What this exercise asks:
(a) In the XeTeX diacritics post below, what reason does Ross Moore suggest lies behind the Junicode documentation's advice to avoid precomposed characters? Answer in one to three sentences.
(b) Write the next part of the XeTeX diacritics post, picking up after its last line.

Extract:
#####

[XeTeX] XeTeX and diacritics

Mon Mar 24 21:12:10 CET 2008

Ross Moore wrote:
>
> By the way, that  junicode  font looks nice.
> It's documentation has some advice that I don't know whether
> it is standard or not.
> e.g.
>
> Characters with diacritics.
> Both Unicode and MUFI contain large numbers
> of characters with diacritics. Make it a habit never to use these  
> “precomposed”
> characters directly; rather use the “plain” character followed by
> a character from the Unicode “Combining Diacritics” range. (This  
> works
> with Word for Windows when Uniscribe is enabled, and also with other
> OpenType-aware applications.) In almost all cases the application  
> will either
> substitute the correct precomposed character or position the diacritic
> correctly.
>
>
> Presumably this is based upon an expectation that the combining
> characters are likely to work more often, rather than expecting
> a font to have all the precomposed ones available.
> Yet JK's remark concerning Gentium contradicts this.
>
> Furthermore, I setup  xunicode.sty  to use precomposed characters
> when there is a Unicode code-point allocated, with combining
> sequences as a fallback --- especially with the standard accents
> (i.e, those that occur in the older latin-based font encodings).
>
> So my question is:
>   Is there really any advantage in following the above advice?
>
> Another question is:
>   Does it matter what is done at the input or macro levels?
>   Does XeTeX produce the same output in the PDF whether a precomposed
>   character or combining sequence is used, when there is a choice?

#####

Records:
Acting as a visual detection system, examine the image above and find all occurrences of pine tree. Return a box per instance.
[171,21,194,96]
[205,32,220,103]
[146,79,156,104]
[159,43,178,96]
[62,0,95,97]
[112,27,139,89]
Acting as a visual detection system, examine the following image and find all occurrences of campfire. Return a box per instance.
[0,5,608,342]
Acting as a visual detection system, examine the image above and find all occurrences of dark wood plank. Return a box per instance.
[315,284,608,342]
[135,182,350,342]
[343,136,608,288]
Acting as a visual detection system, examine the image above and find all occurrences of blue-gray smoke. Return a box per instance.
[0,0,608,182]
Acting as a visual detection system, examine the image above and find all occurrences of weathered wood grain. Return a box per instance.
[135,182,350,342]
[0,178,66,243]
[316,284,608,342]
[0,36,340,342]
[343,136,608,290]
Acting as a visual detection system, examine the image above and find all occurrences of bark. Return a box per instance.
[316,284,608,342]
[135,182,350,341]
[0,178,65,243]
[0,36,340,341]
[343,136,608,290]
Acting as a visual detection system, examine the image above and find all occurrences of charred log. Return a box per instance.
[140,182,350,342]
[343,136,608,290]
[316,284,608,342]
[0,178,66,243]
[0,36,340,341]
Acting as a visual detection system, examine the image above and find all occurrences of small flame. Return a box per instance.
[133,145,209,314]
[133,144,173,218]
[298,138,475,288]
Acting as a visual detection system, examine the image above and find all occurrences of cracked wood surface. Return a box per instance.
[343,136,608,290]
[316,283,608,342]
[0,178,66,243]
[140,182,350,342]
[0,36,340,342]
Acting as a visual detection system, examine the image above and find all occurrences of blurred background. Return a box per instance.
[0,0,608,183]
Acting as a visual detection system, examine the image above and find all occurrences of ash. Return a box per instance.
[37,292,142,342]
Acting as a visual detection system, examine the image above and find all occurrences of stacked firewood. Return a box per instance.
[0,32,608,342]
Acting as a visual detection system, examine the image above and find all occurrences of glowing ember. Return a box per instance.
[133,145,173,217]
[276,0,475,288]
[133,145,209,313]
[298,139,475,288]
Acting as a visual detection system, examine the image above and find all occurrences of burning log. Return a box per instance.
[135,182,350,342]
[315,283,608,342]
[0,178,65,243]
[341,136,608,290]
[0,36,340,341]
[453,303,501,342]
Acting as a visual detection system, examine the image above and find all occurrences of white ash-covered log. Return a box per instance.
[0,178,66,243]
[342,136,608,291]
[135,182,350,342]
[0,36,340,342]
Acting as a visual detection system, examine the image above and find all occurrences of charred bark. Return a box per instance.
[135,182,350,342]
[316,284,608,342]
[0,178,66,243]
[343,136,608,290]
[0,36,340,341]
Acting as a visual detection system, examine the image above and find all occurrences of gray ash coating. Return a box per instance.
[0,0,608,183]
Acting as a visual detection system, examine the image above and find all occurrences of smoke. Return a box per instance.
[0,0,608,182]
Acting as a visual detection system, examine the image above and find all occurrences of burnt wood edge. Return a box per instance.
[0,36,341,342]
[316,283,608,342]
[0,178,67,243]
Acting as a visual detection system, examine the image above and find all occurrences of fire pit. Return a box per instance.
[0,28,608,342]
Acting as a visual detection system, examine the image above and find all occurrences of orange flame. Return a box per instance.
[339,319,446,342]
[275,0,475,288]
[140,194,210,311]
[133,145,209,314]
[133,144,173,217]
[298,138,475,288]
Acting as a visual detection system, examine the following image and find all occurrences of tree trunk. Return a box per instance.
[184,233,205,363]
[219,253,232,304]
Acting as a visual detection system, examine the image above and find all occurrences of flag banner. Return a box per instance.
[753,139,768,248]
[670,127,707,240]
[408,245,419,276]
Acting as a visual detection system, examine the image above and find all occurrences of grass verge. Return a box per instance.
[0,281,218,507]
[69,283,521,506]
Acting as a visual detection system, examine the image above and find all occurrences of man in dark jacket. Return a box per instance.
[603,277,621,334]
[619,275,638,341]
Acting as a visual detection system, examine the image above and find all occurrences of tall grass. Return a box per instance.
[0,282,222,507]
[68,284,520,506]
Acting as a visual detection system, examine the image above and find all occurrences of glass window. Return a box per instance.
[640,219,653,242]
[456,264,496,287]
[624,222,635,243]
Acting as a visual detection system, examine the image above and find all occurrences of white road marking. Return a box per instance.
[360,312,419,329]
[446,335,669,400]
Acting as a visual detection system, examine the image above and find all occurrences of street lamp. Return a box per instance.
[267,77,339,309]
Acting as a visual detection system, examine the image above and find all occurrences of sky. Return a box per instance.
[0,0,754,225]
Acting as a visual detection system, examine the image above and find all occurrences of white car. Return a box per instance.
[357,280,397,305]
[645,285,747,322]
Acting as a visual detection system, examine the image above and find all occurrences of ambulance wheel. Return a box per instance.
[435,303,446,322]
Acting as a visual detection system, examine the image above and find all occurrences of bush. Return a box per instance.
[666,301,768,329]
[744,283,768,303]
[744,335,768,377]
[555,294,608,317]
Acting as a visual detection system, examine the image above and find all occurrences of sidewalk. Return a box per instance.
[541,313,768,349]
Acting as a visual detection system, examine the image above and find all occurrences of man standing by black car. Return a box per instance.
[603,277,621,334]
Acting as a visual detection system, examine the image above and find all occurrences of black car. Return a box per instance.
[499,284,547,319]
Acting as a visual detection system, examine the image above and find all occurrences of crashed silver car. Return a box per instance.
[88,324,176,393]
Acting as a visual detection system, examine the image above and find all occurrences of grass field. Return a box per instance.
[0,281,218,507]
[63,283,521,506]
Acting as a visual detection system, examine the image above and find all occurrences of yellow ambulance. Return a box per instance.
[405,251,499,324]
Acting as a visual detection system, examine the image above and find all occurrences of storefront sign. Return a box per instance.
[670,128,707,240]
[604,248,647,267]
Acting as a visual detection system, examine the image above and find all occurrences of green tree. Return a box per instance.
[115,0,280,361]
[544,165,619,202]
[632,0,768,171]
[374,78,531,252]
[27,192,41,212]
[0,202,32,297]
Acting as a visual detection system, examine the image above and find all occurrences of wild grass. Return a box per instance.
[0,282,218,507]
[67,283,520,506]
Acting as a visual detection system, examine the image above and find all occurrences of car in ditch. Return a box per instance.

#####

Set of answers:
(a) Moore presumes the advice rests on an expectation that combining characters are likely to work more often than relying on a font to have all the precomposed characters available. He adds that JK's remark about Gentium contradicts this.

(b)
>
>
>   
The advice in the Junicode doc is specifically for Junicode users, and 
especially for medievalists who need some of the hundreds of precomposed 
characters in the Medieval Unicode Font Initiative 
(http://gandalf.aksis.uib.no/mufi/) encoded in the PUA. I strongly 
oppose including PUA characters directly in documents: to keep documents 
portable I suggest instead using sequences of letter + combining 
diacritic (+ combining diacritic . . .).  Junicode uses ccmp to 
substitute the precomposed character when possible, and uses anchors as 
a fallback. Both of these methods, of course, work brilliantly with 
XeTeX. One of Junicode's goals is to support all of MUFI while making it 
unnecessary to actually insert any PUA characters into a document.

For the common combinations in the Unicode Latin ranges I expect that 
most will just include the precomposed characters, and these will be 
portable enough. But even there I can see some advantages to using the 
combining diacritics.

None of this works in Gentium because it has little or no OpenType 
support. How I wish it did!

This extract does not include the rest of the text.